━━━ Data section ━━━

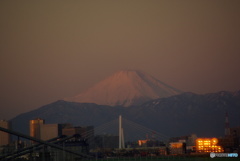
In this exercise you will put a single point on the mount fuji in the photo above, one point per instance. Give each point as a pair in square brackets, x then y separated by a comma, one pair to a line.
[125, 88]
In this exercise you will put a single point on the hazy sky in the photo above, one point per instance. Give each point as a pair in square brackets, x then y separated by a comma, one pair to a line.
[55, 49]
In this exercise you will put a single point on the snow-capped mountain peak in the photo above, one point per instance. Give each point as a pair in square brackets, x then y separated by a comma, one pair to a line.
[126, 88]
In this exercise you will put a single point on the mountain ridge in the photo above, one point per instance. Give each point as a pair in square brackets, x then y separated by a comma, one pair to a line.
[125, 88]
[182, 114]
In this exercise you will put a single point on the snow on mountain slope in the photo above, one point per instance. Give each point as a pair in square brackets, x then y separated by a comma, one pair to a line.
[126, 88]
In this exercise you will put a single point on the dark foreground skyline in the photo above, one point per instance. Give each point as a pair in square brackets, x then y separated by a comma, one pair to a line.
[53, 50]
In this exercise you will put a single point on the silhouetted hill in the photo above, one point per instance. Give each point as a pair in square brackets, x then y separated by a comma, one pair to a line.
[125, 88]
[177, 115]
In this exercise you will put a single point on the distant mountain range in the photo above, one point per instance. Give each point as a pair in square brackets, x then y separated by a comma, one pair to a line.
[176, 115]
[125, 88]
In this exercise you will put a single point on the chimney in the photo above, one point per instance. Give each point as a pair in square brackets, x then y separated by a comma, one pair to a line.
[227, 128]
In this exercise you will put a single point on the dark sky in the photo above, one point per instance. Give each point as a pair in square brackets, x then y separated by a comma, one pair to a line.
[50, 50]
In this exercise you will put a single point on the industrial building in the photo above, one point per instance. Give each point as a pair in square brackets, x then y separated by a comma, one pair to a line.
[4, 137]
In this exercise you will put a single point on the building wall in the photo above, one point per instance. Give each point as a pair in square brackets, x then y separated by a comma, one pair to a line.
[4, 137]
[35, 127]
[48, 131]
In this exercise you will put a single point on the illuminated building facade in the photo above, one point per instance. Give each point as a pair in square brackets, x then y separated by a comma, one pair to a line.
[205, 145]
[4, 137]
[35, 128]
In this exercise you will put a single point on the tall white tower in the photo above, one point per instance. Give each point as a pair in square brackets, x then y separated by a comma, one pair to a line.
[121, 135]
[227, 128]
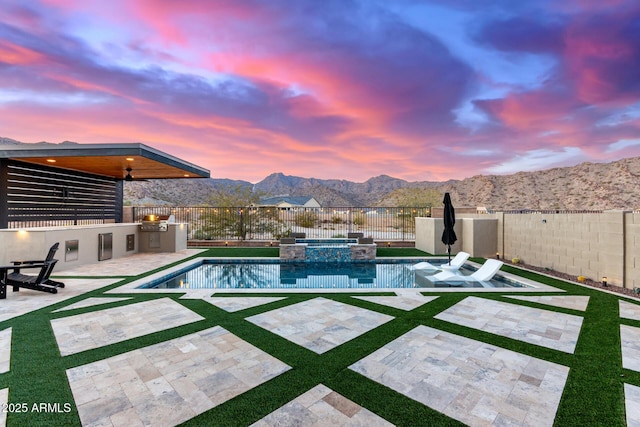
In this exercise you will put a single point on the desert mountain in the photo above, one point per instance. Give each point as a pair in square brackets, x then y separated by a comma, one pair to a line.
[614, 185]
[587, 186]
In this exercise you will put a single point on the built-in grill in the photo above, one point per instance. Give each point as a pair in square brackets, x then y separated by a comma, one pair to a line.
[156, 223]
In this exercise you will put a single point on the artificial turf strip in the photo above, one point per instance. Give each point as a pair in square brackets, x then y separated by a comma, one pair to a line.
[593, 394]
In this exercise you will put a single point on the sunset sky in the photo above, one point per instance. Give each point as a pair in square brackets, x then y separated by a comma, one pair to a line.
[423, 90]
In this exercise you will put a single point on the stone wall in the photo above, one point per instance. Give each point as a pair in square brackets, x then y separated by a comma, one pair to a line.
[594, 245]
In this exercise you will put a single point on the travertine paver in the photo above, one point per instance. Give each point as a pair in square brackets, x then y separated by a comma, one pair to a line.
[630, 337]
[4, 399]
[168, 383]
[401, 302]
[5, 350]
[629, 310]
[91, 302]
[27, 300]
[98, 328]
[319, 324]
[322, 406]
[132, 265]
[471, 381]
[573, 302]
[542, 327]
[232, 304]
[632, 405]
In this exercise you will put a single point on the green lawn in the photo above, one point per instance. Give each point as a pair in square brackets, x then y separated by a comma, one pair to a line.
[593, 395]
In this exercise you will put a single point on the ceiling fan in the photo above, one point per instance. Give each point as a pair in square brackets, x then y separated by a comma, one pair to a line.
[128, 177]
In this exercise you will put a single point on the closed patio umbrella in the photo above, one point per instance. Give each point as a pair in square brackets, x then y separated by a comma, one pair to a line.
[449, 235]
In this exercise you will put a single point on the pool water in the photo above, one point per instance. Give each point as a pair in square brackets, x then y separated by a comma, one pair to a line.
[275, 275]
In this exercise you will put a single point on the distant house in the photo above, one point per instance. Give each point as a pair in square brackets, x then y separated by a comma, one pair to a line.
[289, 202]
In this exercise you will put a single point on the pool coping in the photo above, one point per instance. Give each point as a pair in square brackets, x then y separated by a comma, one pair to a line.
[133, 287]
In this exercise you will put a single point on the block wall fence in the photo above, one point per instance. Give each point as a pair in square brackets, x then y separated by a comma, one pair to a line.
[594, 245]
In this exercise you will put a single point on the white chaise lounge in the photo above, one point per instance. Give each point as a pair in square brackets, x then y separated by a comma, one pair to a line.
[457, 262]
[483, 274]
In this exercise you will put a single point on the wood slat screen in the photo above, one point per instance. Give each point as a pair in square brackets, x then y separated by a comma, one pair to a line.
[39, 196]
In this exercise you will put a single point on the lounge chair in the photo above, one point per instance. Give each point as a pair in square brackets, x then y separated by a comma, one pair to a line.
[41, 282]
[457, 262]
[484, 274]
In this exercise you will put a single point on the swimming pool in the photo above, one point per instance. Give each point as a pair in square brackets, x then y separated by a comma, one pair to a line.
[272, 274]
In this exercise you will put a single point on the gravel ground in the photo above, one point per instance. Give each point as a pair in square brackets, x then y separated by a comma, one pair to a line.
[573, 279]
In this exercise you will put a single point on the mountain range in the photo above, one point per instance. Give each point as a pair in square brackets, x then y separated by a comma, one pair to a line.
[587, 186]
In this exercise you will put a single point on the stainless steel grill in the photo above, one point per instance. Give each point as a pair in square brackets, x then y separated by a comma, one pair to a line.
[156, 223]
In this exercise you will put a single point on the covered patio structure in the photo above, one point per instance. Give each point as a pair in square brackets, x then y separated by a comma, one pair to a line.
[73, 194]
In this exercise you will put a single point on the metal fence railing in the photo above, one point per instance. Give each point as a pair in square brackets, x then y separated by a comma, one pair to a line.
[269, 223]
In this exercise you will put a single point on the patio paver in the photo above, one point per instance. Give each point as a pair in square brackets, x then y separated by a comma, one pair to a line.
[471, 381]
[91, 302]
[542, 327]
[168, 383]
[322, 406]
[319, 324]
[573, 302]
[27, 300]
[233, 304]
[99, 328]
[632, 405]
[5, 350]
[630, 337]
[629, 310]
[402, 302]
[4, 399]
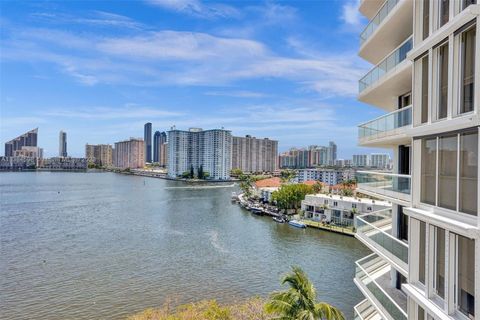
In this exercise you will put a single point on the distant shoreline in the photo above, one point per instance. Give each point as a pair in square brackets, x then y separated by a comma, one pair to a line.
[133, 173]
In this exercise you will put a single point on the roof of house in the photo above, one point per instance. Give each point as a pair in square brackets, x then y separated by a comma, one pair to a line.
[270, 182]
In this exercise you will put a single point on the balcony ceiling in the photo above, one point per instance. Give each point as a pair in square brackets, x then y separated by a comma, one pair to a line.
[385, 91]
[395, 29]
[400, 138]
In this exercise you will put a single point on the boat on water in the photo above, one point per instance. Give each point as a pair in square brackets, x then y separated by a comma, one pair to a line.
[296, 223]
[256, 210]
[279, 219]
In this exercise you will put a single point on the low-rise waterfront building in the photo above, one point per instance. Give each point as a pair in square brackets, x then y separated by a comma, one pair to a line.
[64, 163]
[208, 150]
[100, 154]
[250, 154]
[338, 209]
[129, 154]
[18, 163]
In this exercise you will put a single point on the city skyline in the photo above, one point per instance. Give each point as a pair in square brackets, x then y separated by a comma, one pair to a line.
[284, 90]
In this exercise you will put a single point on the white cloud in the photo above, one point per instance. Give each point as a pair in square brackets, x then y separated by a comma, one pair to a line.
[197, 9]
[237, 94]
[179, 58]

━━━

Your instructions →
Repeat the records verbatim, excluding pictures.

Exercise response →
In this exercise you will put a single point on the mount fuji in the photo above, one point per instance. Give each point as a pair in square brackets, x then y separated by a comma, one pair to a line.
[125, 88]
In this exercise you will put a single point on the hazy sky in the photo above, one point per instance. Give each point as a pair in square brackets, x then y separated by a comma, one pair to a line.
[55, 49]
In this exercise you will put a single point on the snow-capped mountain peak in the photo above, one point per instance. Give each point as a pair in square brackets, x then y separated by a comma, one pair to a line.
[126, 88]
In this exercise you will put a single point on the mountain ridge in the photo above, one point per instance. Give each point as a pair in square brackets, x then y separated by a comma, one pair to a line.
[125, 88]
[182, 114]
In this exercise you will put a single point on the snow on mountain slope in the photo above, one point per instance. Give each point as a pair in square brackets, x then y separated by a comma, one pair to a line.
[126, 88]
In this exercise you will put a single point on the dark foreground skyline in the photo above, one point per instance. Give each point as a pair in square brackets, x then y separated by a comma, one pair to a line.
[53, 50]
In this exercise you will put a single point on the silhouetted hill in the photo above, one point per instance. Give each point as a pair in square brackets, x then y separated by a comma, one pair to a line.
[125, 88]
[177, 115]
In this exercise you will put a single point on the distant mountain range in the photo above, one point per instance. Give each point as a pair in square brackets, x then y separated by a comma, one pair to a line.
[176, 115]
[125, 88]
In this exercise you will put a single point on the chimney in the photo above, one point per instance. Give each point as a pair in square brackets, x then y separated by a comma, one pair to a line.
[227, 128]
In this exercise you will put a single point on the dark sky in the photo above, one point per instance. Give each point as a pair in square brackets, x then y separated by a comma, one pair to a line.
[50, 50]
In this exercise you will put a single point on the industrial building in the photo above, one point per instance. Give each point as a pair in square brackets, x then y separated by a comma, one pair to a line.
[4, 137]
In this exercise you will put a single point on the building wall in the photo above, one point per instance. Give each point as a pair in square brackets, x then y separated by a comma, one pair to a line.
[4, 137]
[35, 127]
[48, 131]
In this exercise you will put a single point on the illuminated building facade in the photo above, one point per instance. Give each point as a pair in square brackets, x then y separated by a comma, one pair to a line.
[205, 145]
[4, 137]
[35, 128]
In this exercise you will put a single point on the tall white tower in the photo above, one point per instance. Give each point as a pair in square brackets, x then y separated by a comma, one pair to a line.
[121, 135]
[227, 128]
In this exercise you will put a single point on the desert mountain in the photo above, one point per instance. Give each point as a pair in square brackets, x then y separated by a comma, one pair to a line.
[614, 185]
[587, 186]
In this exercise you will put a single point on the built-in grill in the photo above, one point per instance. Give each point as a pair in square brackets, x then y separated by a comma, one pair to a line.
[156, 223]
In this exercise you will put a single point on the artificial turf strip in the photo above, one point per instance. Give each point as a pair in square brackets, x then y separated by a comma, one pair to a line.
[593, 394]
In this exercise you will put a single point on the sunset sky in the photo above, one point per instance. Give each point as a pair in square brackets, x then y separated by a comma, one pair to a line.
[423, 90]
In this exercise you will put a single point on the stone wall in the photo above, one point per instance. Give each point as a pair in square brackets, x then y separated by a comma, one pair to a line.
[594, 245]
In this exercise you will put a single point on the travertine paver in the photo above, one point per instance. Give each point as a pair in square brackets, x then y separated by a comma, one pair to a line.
[630, 337]
[4, 399]
[168, 383]
[401, 302]
[5, 350]
[629, 310]
[91, 302]
[27, 300]
[98, 328]
[319, 324]
[322, 406]
[132, 265]
[471, 381]
[573, 302]
[542, 327]
[232, 304]
[632, 405]
In this exercise you will put a single point on the green lawn in the photo above, one point per instance. Give each point as a pair in square brackets, x then y separated by a comma, one pair to a line.
[593, 395]
In this exercise you will put a single point on the ceiling fan in the photo above, one point per instance. Give each point as a pair in square brackets, x then y separated by a comma, one pair to a line.
[128, 177]
In this exercise you will put a single point on the closed patio umbrella in the photo above, one point per instance. Give each point as a pair in square brackets, x then y separated by a comma, one pair to a line.
[449, 235]
In this exercise you will put a single point on the pool water in the photo above, one point per instance. Give each point as a pair in square brackets, x then y separated by a comma, one pair to a line.
[275, 275]
In this exercise you will put a single point on the distant house in the photo above, one point per instance. Give each point as a pair in square brackets, x then y separated by a comma, one pair to a line.
[289, 202]
In this exercise you will put a single point on the pool coping in the photo above, one point per instance. Give each point as a pair in square brackets, x then y separated by a comma, one pair to a line.
[133, 287]
In this exercise you will put a single point on the block wall fence in the photo above, one point per instance. Give each point as a pair in square brackets, x then y separated by a comma, one pair to a line.
[594, 245]
In this exercise you will put a single point on the white chaise lounge in the photo above, one point per instance. Give each point as a pair in square brackets, x then y separated by a comma, one pair to a line.
[457, 262]
[483, 274]
In this exercise you will put a single point on the wood slat screen in the photo above, one point per instance. Give each point as a pair in square brackets, x then y separated by a comma, one pair to a line.
[39, 196]
In this exercise you will put a single point on the lounge chair in the photo above, one point per instance. Give each point as a pair in square brackets, x then y separated by a comma, one pair to a line.
[41, 282]
[457, 262]
[484, 274]
In this exercise you will put a single point on the swimming pool in the photo above, one point per instance. Give each point as a pair in square brackets, x then y separated by a comma, one pair to a line.
[272, 274]
In this exercise you will put a single point on the gravel ground in the photo above, one point per instance. Give each point as a pair in square brackets, x then y separated by a comma, one pair to a line.
[573, 279]
In this exercise you will put a single point on the mountain range in the photo above, one point per instance. Give each point as a pair in square brackets, x then y separated by a comma, one pair to a line.
[587, 186]
In this exercise you will put a single point on the stainless steel grill in the photo above, one point per instance. Give each point as a pair in square brackets, x then y separated by a comma, one pair to a line.
[156, 223]
In this exercise you will put a single point on the covered patio structure in the photo above, one point per instance. Give each point as a pair in square brackets, x then y separated by a comma, one pair to a line.
[73, 194]
In this exercise you will put a single point on the metal fence railing in the photo above, one point per instance. Give each point as a pair in square brackets, x then y separated by a comma, one pair to a line.
[269, 223]
In this exercise you will put a single point on the patio paver in the photo above, one point per instance. Give each point as a pair in square brackets, x then y separated by a comma, one pair to a line.
[471, 381]
[91, 302]
[542, 327]
[168, 383]
[322, 406]
[319, 324]
[573, 302]
[27, 300]
[233, 304]
[99, 328]
[632, 405]
[5, 350]
[630, 337]
[629, 310]
[402, 302]
[4, 399]
In this exercise you will put a single point on the distant shoreline in the photo above, one point per instance. Give each point as a pair in square brackets, x then y separated by a comma, one pair to a line.
[133, 173]
In this exercise you will put a single point on the roof of house in the photo above, one point per instance. Give each point as a pair in square brackets, x then y separated by a comma, one pair to a line.
[270, 182]
In this exercise you will put a single point on the balcony ceiling in the photo above, one point per instance. Give each point as a pair in square brackets, x then y separated by a comma, one pair to a line.
[385, 91]
[395, 29]
[400, 138]
In this exercise you will put a single point on the boat on water in the photo above, one point per instance. Give each point as a pair in square brackets, x then y separated by a comma, one pair to a line.
[296, 223]
[256, 210]
[279, 219]
In this exercise you will put a single point on the low-rise waterfront building in the photo above, one point per instance. Give each point as a pair in square brackets, x then y separated by a comma, one pair to a line.
[64, 163]
[208, 150]
[100, 154]
[250, 154]
[338, 209]
[129, 154]
[18, 163]
In this exercise you will put a single point on the city skyline in the photo above, one point per instance. Give each point as a pair in square brackets, x then y separated by a comma, one pair to a line.
[284, 90]
In this exercise you will put a single point on the white cloud in the photo above, one point per instance. Give each point as a pair in square brackets, x then y separated by a comma, one pair to a line.
[197, 9]
[237, 94]
[179, 58]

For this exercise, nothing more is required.